------ Text

Boehringer Ingelheim Rainbow Network
06 September 2017

“Nothing to Hide Anymore”

Markus Pax, works at Boehringer Ingelheims’s IT Operations Quality Control Europe & Asian Pacific department and describes himself as “very hetero-influenced”. After a divorce in mid-life, Markus Pax realized he is gay.


Initially, coming out was not easy for him. But openly acknowledging his identity as a gay man and committing to the Boehringer Ingelheim’s Rainbow Employee Resource Group has helped him to come to terms with himself. An Interview by Jan Pfaff.

Mr Pax, how are you going to spend today’s evening?


I will spend my evening very conservatively at home on the couch with my family. We are a wonderful rainbow family. Together with my son and my “stepdaughter”, we are going to cook. My partner has come out only two years prior to me and due to our late outings we are both very equal in our roles and for example, we have no assigned roles in the household there is no “house husband” among us. My partner and I are fully equal on all accounts.


You have come out at your work environment at Boehringer Ingelheim. What experiences did you have with leaders and colleagues in your professional life?


I have been living in a permanent relationship with a man for two and a half years now. It was only after the divorce from my wife in 2014 that I fully realised that I am gay. Before I came out at the workplace, my co-workers only knew me as a husband with a wife. I knew it was better to explain myself to my direct colleagues before they could spot me somewhere with my partner. The atmosphere in my team was quite relaxed after my outing. My team leader also reacted very positively and said to me “So what, you’re still the same. It’s your work that matters.” One colleague, to whom I came out first, could help me a lot afterwards: he is “straight” , but likes Ralf Koenig Since I had yet to learn “gayness”, I could learn much from him about gays and the world of everyday gay life.


In January of this year, you changed your place of work to your current team which entailed kind of a second outing. Was this experience positive, as well?


Yes, and I have learned that I can sometimes learn very personal things from conversation partners, because people have become much more open to me. With some of my colleagues, I can treat the topic in a very relaxed way. When I brought my partner to our team’s festivities, some of my colleagues mistook him for some new staff member.


What role do sexual orientation and gender identity play in Boehringer Ingelheim’s everyday life?

------------

→ **Tasks to carry out**
A: Reproduce the interview word for word, from "Markus Pax, works" up to and including "realized he is gay.".
B: According to the interview, in what year did Markus Pax divorce his wife?
The listing after this point is separate material with no connection to the interview.

------ Material provided

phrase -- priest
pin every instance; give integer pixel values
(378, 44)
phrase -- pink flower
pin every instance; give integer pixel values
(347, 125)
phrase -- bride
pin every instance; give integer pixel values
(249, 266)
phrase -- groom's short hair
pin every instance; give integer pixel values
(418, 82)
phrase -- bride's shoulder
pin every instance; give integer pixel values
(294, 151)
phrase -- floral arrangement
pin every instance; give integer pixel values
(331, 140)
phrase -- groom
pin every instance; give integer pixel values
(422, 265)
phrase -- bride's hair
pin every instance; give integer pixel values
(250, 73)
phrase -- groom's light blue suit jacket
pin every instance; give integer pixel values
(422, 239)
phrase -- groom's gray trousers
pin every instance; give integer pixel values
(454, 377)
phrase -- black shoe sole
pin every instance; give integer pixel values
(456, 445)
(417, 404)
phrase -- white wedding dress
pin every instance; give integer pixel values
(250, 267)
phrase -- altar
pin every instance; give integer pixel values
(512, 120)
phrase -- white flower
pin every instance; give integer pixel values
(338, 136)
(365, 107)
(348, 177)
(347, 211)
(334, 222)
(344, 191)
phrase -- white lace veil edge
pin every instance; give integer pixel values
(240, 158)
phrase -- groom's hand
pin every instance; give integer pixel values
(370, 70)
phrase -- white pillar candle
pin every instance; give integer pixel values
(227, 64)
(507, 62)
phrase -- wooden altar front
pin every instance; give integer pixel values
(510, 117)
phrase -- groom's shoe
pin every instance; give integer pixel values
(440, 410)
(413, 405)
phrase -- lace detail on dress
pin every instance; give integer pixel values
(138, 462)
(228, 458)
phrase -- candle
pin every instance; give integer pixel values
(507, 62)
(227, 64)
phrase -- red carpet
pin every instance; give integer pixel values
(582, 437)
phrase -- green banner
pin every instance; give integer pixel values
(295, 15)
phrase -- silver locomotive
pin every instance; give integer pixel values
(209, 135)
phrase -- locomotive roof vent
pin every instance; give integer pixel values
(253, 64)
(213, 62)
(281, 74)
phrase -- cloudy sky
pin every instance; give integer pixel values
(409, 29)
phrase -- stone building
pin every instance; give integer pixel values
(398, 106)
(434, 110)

------------

→ **Full solutions**
A:
Markus Pax, works at Boehringer Ingelheims’s IT Operations Quality Control Europe & Asian Pacific department and describes himself as “very hetero-influenced”. After a divorce in mid-life, Markus Pax realized he is gay.

B: He divorced his wife in 2014.